• [Required task]: Reproduce the records below with every occurrence of "black umbrella" replaced by "gray umbrella". Leave all other text unchanged.

• [Dataset records]:
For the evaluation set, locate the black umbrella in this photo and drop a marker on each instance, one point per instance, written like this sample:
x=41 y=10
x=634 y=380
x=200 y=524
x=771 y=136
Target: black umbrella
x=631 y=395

• [Result of this exercise]:
For the evaluation set, locate the gray umbrella in this photo and drop a marker on each instance, one point per instance, written like this sample:
x=41 y=10
x=634 y=380
x=200 y=524
x=771 y=136
Target: gray umbrella
x=631 y=395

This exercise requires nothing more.